Task objective: Pull out each line of the listing that contains the word "green".

Labeled shape records:
◇ ◇ ◇ ◇ ◇ ◇ ◇
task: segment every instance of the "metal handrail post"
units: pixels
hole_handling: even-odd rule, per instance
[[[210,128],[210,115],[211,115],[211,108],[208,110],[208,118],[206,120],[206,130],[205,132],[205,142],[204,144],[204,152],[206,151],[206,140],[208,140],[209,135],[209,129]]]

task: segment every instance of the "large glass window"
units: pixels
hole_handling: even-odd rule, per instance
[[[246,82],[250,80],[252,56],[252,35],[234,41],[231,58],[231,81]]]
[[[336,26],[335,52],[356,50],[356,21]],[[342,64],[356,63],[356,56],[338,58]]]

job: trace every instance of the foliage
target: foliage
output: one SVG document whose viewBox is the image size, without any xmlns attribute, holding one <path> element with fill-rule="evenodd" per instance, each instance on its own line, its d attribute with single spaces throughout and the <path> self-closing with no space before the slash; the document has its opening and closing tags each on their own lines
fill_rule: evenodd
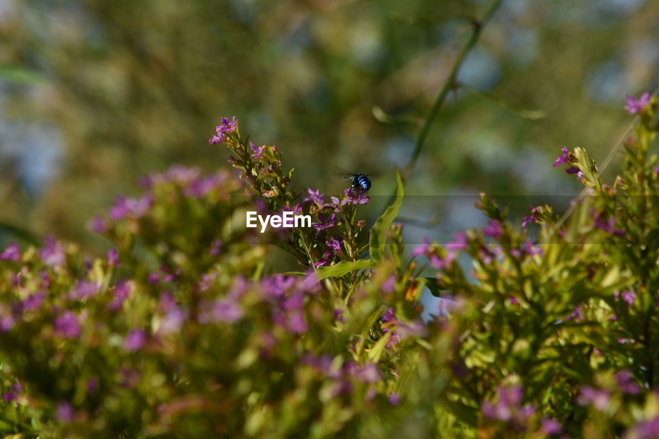
<svg viewBox="0 0 659 439">
<path fill-rule="evenodd" d="M 656 437 L 657 107 L 631 102 L 639 122 L 613 185 L 584 149 L 563 148 L 555 166 L 587 192 L 564 223 L 533 208 L 536 243 L 483 195 L 487 227 L 411 260 L 393 222 L 402 185 L 369 239 L 365 193 L 299 194 L 275 146 L 223 119 L 210 142 L 235 177 L 174 166 L 144 179 L 140 198 L 90 223 L 114 243 L 106 257 L 52 238 L 2 252 L 0 430 Z M 254 205 L 312 216 L 268 235 L 300 272 L 266 274 L 264 235 L 236 222 Z M 421 319 L 424 285 L 449 312 Z"/>
</svg>

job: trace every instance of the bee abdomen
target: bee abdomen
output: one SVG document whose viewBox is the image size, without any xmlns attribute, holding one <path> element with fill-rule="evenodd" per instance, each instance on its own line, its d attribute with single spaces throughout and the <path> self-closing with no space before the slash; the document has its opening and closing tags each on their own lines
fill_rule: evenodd
<svg viewBox="0 0 659 439">
<path fill-rule="evenodd" d="M 364 174 L 358 174 L 355 177 L 355 184 L 360 189 L 368 190 L 370 189 L 370 180 Z"/>
</svg>

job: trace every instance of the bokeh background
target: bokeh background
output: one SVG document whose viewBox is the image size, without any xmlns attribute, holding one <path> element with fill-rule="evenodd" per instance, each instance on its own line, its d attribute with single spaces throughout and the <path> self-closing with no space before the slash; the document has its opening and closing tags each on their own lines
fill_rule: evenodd
<svg viewBox="0 0 659 439">
<path fill-rule="evenodd" d="M 337 165 L 379 171 L 372 220 L 488 5 L 0 0 L 0 245 L 104 251 L 86 223 L 138 176 L 228 169 L 208 143 L 221 116 L 277 144 L 299 190 L 337 192 Z M 484 222 L 481 191 L 577 193 L 554 160 L 580 146 L 601 162 L 631 121 L 625 95 L 658 85 L 658 47 L 657 1 L 504 0 L 406 185 L 410 241 Z"/>
</svg>

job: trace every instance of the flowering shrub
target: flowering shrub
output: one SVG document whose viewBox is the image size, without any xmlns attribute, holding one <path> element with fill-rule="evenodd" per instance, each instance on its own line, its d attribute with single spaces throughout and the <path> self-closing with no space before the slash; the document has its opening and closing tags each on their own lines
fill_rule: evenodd
<svg viewBox="0 0 659 439">
<path fill-rule="evenodd" d="M 90 221 L 114 243 L 103 258 L 54 238 L 0 254 L 0 432 L 658 437 L 657 103 L 629 100 L 640 119 L 613 185 L 562 150 L 554 165 L 587 189 L 565 223 L 535 206 L 520 229 L 482 196 L 486 227 L 411 260 L 399 178 L 369 230 L 365 193 L 296 192 L 281 152 L 223 119 L 210 142 L 237 178 L 144 179 Z M 312 216 L 270 238 L 299 272 L 268 274 L 262 235 L 232 227 L 255 204 Z M 424 287 L 446 299 L 427 321 Z"/>
</svg>

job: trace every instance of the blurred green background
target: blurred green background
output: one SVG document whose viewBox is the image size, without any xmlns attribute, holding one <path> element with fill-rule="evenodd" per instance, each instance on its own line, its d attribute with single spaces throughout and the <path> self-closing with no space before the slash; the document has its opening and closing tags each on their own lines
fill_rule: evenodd
<svg viewBox="0 0 659 439">
<path fill-rule="evenodd" d="M 228 169 L 208 144 L 221 116 L 277 144 L 298 190 L 336 193 L 339 165 L 379 171 L 371 194 L 388 195 L 488 5 L 0 0 L 0 244 L 51 233 L 102 250 L 86 223 L 139 175 Z M 601 161 L 624 132 L 625 96 L 657 85 L 658 23 L 658 1 L 504 0 L 406 186 L 437 206 L 407 216 L 461 227 L 480 214 L 445 196 L 576 193 L 552 163 L 564 145 Z"/>
</svg>

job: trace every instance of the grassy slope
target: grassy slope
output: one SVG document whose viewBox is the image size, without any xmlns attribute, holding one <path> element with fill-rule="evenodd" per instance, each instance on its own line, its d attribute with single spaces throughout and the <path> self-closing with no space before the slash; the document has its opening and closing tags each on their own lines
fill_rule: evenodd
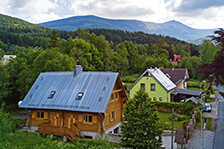
<svg viewBox="0 0 224 149">
<path fill-rule="evenodd" d="M 0 14 L 0 30 L 11 33 L 30 33 L 32 35 L 46 35 L 50 28 L 32 24 L 27 21 Z"/>
<path fill-rule="evenodd" d="M 106 141 L 99 140 L 84 140 L 77 139 L 75 143 L 65 143 L 62 141 L 61 137 L 54 137 L 54 140 L 51 140 L 49 136 L 37 136 L 34 133 L 28 132 L 15 132 L 12 134 L 7 142 L 4 143 L 1 147 L 7 149 L 85 149 L 85 148 L 119 148 L 119 144 L 109 143 Z"/>
<path fill-rule="evenodd" d="M 171 114 L 172 113 L 158 112 L 160 122 L 167 124 L 170 129 L 172 127 L 172 121 L 169 119 L 169 116 Z M 174 128 L 183 129 L 183 123 L 188 120 L 189 119 L 184 120 L 184 121 L 174 121 Z"/>
</svg>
◇ ◇ ◇ ◇ ◇ ◇ ◇
The reply:
job: trace every instance of the blurred green background
target: blurred green background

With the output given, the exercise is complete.